Your objective | Pictures aside, quote the whole listing exactly.
══ Record extracts
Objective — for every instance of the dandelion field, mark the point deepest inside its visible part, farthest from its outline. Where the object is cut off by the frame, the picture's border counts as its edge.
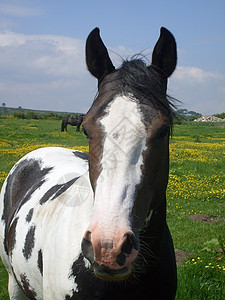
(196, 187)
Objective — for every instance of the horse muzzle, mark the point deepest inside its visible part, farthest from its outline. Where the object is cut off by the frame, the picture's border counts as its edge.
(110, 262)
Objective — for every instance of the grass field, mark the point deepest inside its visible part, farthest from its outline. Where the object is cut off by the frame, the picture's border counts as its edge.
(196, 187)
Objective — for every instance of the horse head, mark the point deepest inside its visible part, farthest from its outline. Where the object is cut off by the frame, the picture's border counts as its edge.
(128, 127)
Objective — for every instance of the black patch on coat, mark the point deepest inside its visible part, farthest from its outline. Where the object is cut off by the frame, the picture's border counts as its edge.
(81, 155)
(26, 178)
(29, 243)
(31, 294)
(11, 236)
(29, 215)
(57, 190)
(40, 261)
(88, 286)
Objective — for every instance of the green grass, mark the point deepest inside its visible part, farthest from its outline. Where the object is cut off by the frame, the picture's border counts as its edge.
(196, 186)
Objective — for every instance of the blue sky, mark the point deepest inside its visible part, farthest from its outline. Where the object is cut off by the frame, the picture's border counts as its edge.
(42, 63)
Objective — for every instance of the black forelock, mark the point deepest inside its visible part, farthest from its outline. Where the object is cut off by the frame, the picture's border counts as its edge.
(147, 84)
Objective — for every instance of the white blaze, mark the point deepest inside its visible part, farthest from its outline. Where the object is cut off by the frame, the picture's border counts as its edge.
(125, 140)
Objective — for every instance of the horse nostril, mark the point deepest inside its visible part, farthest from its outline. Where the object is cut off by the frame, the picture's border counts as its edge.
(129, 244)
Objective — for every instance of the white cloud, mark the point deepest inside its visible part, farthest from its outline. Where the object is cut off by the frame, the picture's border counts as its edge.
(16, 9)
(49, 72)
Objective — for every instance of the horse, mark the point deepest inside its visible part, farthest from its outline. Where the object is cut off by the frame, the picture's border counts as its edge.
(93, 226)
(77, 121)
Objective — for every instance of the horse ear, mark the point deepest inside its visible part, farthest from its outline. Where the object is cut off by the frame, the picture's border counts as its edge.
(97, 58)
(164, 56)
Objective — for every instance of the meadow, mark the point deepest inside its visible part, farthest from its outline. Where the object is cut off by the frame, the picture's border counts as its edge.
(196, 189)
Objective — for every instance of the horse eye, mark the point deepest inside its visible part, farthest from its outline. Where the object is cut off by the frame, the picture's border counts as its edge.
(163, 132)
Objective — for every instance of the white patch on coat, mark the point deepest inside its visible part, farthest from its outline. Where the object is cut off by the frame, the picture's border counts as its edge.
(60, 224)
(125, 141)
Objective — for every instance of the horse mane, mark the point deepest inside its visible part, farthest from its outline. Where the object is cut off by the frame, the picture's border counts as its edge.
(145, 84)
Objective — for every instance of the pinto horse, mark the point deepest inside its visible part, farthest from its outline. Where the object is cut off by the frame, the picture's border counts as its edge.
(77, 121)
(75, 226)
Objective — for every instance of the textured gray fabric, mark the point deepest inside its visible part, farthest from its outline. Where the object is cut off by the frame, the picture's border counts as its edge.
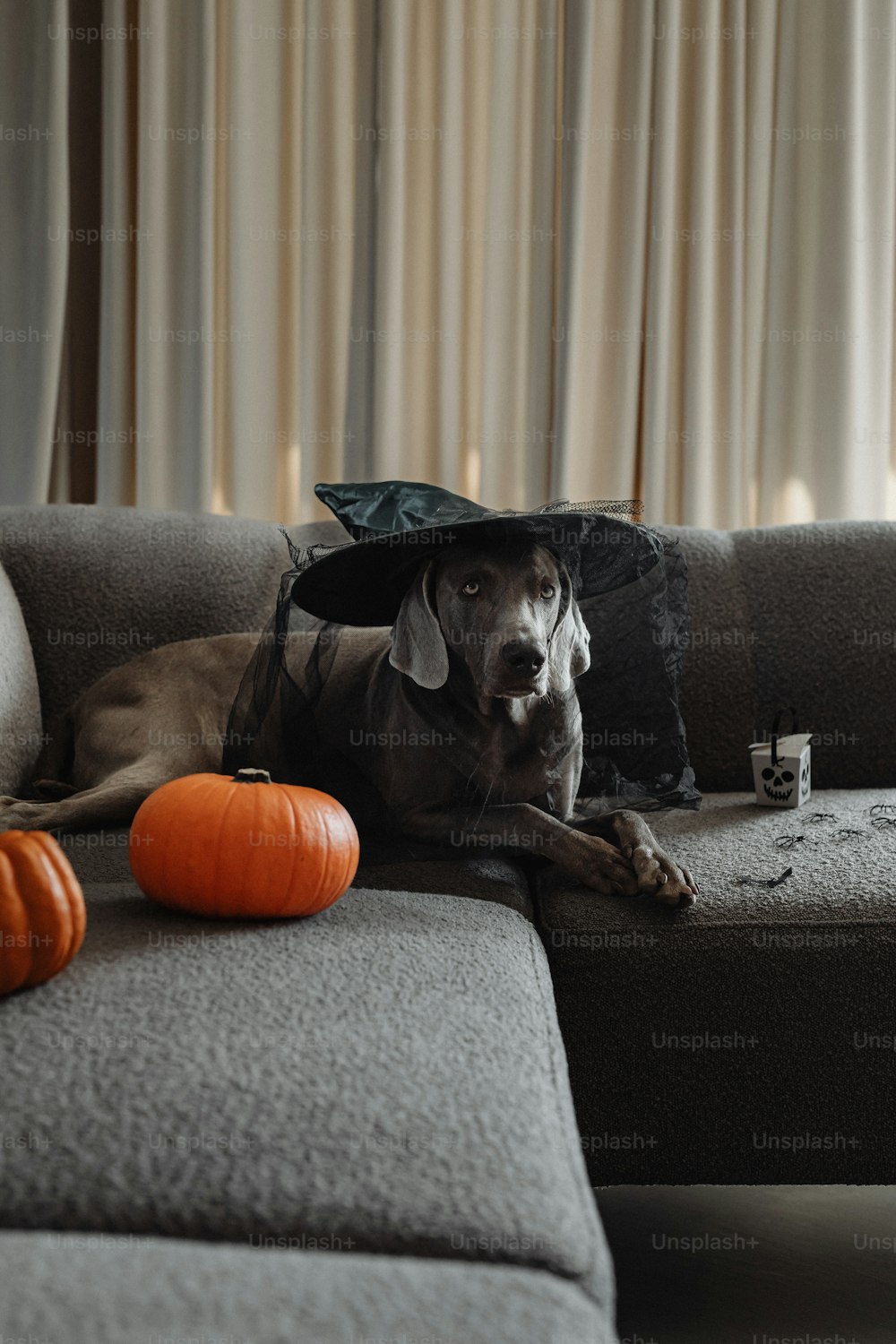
════
Response to this exercise |
Objective — for every instance of the dandelion field, mark the point deepest inside its visible part, farthest from its outline. Where the object is cut off by the frame, the picture's border counts as its edge.
(196, 187)
Objective — for every instance of the horse muzzle, mark the point deepest inside its visible part, farthest from its outline. Where the object is cut off by the frame, the picture's border counts as its edge.
(110, 262)
Objective — for every instance of the grass field, mark the point deepest inside its visible part, farthest from its outline. Where the object is cut off by the frame, the picture's border counts as its edge.
(196, 187)
Objective — for every instance of the horse head, mark the point deepest inside its visible part, farthest from its outline. Where the object is cut off by the frame, the picture's border counts as its edge.
(128, 127)
Objective — for every instance of the black patch on coat, mark the point deepest inside its visible part, farthest from its outline. Where the object is cut off by the frame, the picture's border counts as its edge.
(81, 155)
(26, 178)
(29, 243)
(31, 294)
(11, 236)
(29, 215)
(57, 190)
(40, 261)
(88, 286)
Objective — for every instance of the green grass, mark the point deepest inside its visible part, farthest from its outline. Where the object is cut off by the frame, the picture's border counts as its edge.
(196, 186)
Objective — for every instance of the blue sky, mark the point deepest inside its visible part, farthest from its outline. Where the object is cut off by the frame, the picture's border counts as its edge.
(42, 63)
Objective — for every instance of the black forelock, mark the point deepest inside its visible part, farthest from its outline. Where the object is cut off by the frame, the picture's border counts as its edge.
(147, 84)
Objective — for every instance of the white blaze, mark the point deepest inside its visible part, farthest from its outline. Where the object is cut off by the frame, the picture's border counts as its edge.
(125, 140)
Objective — for every instance of the horse nostril, mark the point deepest inside its visible part, farthest from its outline. Where the object is cut off by the frame, the picture's border counts as its edge.
(129, 244)
Objective — for every instance of the white cloud, mark the point deepest inside its visible part, farthest from its outline. Where the object is cut off by the frame, the picture's border counts as its edge.
(16, 9)
(49, 72)
Objective — for every instance of the horse, mark the point deepest inside its visible part, farthest from its outline. Where the object is cut off by the frame, the picture's border counts as its edge.
(93, 226)
(77, 121)
Objective — for every instance of the horse ear, mark the point deepest inside its visible part, farthest from its outline. Where the object is cut off by the frame, the picture's border counts as its edge.
(97, 58)
(164, 56)
Objective — for every instance of the meadow, mark the point deepest inside its visible part, farthest from its outline. Where the object is cut off by the frame, the picture's border counts as its edge.
(196, 189)
Objective — for every instance of the horse eye, mark the point deepest inside its visible part, farthest from its outline. Where the object is cut off by the frame, the picture's border counts as its edge.
(163, 132)
Objective — for every instance of the white patch on coat, mark the point deepest inside its visible part, farthest from its outline. Where the object is cut off by the frame, the picture's border counts as its edge.
(60, 224)
(125, 141)
Objective — for every instance of the horse mane, mark the point deepest inside its visible part, farthest from its outline. Where the object is cut off by the frame, the picture's border counts as its edge.
(145, 84)
Objective — for every instance of the pinto horse, mark the point deepest inside its visible part, farthest from its outline. Where the object is cut off by the frame, the picture's border counts as its edge.
(77, 121)
(75, 226)
Objective — for every instance of the textured gray fabric, mark the point deepest inside its visible part, farthest from its outline. Where the object is cut off by the frame, the picture's border counts as its edge.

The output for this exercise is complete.